| WHAT IS EXPECTED |
Locate each line in the records below that contains the string "ceiling" and copy those lines out. Case matters.

--- INFORMATION SUPPLIED ---

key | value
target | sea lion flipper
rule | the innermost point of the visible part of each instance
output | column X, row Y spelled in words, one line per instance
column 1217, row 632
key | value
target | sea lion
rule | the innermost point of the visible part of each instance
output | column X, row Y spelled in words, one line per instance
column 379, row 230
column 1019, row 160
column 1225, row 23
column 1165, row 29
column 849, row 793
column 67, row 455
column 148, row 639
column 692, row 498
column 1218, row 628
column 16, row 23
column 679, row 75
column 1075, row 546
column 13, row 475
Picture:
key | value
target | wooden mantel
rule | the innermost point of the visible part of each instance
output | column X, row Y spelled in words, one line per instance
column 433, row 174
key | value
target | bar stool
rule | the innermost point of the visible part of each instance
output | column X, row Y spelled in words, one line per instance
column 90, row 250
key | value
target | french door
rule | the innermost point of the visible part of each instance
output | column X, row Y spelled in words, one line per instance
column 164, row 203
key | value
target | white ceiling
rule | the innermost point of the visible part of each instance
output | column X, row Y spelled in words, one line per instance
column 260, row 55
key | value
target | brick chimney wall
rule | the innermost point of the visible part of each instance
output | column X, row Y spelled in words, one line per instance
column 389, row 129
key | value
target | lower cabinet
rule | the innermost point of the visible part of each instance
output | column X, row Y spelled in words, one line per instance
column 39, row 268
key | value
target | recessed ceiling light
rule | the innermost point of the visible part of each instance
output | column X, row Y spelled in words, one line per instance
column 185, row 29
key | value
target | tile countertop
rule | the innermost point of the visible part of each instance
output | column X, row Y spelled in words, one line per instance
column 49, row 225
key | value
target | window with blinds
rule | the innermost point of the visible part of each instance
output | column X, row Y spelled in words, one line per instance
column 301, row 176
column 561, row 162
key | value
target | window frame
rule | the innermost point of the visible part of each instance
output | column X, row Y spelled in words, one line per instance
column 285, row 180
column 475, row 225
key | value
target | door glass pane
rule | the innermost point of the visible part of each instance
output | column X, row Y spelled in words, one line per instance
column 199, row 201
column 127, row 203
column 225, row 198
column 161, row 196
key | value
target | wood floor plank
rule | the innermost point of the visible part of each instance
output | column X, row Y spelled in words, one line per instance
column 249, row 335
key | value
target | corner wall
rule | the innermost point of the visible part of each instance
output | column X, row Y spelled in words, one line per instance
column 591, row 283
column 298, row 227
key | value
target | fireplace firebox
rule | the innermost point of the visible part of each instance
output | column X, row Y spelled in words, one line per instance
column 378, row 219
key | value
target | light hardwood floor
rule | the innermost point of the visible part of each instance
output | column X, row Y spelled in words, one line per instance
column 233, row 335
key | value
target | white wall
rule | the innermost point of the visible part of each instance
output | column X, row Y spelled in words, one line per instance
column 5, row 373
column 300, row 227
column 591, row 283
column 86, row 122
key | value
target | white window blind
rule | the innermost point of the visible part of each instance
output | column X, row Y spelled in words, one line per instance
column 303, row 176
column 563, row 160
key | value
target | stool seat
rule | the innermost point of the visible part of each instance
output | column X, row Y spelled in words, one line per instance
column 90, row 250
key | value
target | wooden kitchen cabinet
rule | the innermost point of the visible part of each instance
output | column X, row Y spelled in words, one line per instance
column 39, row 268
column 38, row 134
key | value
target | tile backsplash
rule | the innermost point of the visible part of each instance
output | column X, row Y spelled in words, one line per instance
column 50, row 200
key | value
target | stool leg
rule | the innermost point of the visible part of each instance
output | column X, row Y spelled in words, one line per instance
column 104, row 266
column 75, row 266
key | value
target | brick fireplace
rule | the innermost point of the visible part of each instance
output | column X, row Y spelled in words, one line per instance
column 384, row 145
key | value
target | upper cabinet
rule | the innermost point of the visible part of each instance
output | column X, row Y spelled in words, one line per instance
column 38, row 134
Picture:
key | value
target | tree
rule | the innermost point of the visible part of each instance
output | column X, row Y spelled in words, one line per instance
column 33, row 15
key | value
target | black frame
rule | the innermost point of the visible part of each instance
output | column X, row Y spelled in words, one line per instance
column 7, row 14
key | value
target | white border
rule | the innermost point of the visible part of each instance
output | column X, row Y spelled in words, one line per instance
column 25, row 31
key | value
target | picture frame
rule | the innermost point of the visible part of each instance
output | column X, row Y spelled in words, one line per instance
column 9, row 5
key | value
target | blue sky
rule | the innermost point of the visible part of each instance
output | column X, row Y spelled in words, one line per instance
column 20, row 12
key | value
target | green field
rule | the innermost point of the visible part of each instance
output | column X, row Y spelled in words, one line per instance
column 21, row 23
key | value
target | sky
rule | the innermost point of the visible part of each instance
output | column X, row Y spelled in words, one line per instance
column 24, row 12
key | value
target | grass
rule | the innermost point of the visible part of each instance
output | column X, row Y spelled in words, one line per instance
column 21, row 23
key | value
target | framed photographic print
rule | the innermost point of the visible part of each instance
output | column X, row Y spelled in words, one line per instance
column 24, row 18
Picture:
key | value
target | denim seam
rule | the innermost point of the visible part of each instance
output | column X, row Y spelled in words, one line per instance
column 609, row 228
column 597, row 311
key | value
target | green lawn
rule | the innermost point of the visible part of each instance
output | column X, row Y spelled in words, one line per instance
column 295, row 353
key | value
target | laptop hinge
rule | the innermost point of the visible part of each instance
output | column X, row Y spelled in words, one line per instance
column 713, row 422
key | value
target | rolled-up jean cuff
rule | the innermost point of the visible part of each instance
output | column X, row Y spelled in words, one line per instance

---

| SOLUTION |
target | white ceiling
target | recessed ceiling light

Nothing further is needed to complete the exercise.